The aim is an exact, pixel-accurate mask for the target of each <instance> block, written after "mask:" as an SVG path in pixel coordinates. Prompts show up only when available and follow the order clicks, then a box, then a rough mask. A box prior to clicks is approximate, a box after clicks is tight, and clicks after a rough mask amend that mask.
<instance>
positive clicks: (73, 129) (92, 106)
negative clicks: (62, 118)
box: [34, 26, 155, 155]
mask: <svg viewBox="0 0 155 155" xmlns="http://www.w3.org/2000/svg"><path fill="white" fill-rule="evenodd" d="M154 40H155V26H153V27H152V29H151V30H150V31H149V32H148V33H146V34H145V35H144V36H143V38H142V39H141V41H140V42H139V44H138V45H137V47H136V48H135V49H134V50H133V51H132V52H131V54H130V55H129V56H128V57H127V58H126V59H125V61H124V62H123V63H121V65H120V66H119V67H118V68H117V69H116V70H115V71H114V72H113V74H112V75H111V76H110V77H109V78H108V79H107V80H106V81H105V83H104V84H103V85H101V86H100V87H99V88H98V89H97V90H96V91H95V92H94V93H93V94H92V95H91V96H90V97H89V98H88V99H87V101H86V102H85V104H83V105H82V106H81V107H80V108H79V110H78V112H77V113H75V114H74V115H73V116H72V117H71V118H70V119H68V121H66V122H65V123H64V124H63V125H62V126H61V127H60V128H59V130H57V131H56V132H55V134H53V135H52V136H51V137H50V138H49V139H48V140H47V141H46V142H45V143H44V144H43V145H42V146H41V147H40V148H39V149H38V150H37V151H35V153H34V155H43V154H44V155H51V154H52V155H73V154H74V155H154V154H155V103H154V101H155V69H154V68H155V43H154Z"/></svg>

...

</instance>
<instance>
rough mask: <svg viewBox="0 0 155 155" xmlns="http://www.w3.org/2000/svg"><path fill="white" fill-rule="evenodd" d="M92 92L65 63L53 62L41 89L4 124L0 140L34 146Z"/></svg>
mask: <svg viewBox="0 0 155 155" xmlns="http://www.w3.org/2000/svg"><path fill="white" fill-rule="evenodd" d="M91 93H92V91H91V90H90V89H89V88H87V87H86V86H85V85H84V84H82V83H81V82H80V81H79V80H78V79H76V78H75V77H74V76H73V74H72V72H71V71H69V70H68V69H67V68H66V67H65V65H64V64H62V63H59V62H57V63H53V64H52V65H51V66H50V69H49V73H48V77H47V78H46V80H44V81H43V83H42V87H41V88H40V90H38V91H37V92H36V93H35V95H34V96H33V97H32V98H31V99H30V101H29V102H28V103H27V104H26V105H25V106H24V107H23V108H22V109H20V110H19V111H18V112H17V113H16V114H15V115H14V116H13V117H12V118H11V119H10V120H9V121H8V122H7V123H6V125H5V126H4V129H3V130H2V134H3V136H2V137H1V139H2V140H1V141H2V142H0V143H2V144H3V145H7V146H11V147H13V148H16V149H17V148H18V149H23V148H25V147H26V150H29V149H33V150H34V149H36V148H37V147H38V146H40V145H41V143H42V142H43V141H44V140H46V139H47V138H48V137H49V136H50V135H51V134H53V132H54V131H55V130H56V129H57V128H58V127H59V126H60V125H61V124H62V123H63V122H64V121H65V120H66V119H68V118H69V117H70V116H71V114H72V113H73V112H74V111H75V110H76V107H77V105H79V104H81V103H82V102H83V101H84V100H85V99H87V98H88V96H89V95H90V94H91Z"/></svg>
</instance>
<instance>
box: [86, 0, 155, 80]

==

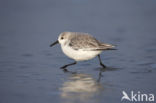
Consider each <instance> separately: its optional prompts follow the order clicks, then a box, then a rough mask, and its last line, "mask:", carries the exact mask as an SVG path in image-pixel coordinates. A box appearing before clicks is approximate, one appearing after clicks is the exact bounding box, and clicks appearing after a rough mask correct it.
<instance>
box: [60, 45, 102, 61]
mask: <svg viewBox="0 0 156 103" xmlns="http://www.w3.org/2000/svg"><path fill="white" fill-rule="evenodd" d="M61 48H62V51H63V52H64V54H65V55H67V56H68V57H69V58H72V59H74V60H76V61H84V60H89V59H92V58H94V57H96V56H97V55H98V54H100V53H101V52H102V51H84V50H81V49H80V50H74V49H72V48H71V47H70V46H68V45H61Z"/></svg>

**Task to complete:** Could you copy every line from the records that mentions the word "pixel"?

**Solution to the exercise:**
The aim is an exact, pixel-accurate mask for the target of each <instance> block, written after "mask:" as an SVG path in pixel coordinates. Prompts show up only when available and follow the order clicks, then a box, then a rough mask. A box prior to clicks is approximate, a box after clicks is tight, and clicks after a rough mask amend that mask.
Consider each <instance> separately: its optional prompts follow the order clicks, then a box, then a rough mask, and its last line, "mask:", carries the exact mask as an SVG path in image-pixel coordinates. A box appearing before clicks is approximate, one appearing after clicks is the exact bounding box, and clicks appearing after a rough mask correct it.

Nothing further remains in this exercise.